課題: 下の記録から、「the stone block」を含む行を始まりとし、「x=496 y=158」を含む行までを一字一句変えずに抜き出してください。最初と最後の行も含めます。

==*==

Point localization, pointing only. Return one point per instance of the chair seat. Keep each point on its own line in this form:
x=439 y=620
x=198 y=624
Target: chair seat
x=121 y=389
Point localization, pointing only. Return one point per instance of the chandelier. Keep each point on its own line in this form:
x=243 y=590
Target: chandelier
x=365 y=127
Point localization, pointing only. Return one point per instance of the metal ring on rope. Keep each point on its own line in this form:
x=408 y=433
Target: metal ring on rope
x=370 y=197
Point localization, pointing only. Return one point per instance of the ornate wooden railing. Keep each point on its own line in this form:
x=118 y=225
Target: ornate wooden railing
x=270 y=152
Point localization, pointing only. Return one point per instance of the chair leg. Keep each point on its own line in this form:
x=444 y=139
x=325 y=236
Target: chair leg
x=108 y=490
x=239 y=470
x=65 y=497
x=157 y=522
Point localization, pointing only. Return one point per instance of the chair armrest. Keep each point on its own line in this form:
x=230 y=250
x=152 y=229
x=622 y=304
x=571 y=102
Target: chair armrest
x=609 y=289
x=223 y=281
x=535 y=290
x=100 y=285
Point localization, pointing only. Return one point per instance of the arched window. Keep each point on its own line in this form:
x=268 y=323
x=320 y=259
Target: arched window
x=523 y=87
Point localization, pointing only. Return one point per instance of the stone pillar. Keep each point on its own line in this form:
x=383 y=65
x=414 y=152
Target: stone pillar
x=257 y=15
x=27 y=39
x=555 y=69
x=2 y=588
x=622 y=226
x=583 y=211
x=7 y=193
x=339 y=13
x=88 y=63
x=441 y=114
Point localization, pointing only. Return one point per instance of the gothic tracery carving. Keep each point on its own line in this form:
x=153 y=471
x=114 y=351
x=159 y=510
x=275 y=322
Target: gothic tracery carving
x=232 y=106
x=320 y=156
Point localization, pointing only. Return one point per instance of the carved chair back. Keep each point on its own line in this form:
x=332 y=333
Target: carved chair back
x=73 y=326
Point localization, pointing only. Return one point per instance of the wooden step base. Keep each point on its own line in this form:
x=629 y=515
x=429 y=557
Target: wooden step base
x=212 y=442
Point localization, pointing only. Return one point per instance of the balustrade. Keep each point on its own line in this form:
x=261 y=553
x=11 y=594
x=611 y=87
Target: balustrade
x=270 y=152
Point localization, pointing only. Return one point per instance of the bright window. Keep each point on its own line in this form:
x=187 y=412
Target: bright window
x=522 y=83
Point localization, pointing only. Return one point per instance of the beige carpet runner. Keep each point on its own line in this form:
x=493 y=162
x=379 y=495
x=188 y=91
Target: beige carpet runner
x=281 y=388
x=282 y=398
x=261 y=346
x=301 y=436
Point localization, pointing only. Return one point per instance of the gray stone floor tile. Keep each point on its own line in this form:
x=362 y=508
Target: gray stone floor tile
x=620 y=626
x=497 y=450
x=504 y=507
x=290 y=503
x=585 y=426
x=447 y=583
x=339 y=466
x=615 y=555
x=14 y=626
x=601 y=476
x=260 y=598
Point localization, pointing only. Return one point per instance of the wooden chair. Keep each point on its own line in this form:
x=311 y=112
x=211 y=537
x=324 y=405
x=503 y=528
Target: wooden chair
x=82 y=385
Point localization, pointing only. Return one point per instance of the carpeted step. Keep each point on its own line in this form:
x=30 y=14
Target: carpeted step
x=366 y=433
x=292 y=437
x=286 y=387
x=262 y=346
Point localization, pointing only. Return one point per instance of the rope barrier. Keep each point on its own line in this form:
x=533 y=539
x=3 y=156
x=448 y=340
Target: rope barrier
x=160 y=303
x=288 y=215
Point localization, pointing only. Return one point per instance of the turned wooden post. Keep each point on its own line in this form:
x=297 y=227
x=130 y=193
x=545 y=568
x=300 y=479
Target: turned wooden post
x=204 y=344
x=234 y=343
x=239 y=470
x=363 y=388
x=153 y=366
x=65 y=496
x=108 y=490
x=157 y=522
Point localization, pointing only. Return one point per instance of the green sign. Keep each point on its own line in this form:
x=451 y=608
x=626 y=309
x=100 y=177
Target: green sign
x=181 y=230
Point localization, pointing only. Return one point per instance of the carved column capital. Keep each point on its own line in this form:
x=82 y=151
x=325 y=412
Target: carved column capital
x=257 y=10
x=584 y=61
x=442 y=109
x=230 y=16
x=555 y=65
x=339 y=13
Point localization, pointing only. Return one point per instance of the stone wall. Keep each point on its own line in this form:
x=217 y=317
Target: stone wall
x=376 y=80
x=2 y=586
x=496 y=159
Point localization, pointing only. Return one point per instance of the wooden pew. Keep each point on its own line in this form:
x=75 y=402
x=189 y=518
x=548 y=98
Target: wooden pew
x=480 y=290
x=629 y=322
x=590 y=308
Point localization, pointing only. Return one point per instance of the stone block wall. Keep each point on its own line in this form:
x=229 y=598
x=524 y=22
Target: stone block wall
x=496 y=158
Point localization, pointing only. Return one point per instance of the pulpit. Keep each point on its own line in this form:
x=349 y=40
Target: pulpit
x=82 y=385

==*==

解答:
Point localization, pointing only. Return one point per instance of the stone block wall. Keep each point on its own line in this form:
x=229 y=598
x=524 y=22
Target: stone block wall
x=496 y=158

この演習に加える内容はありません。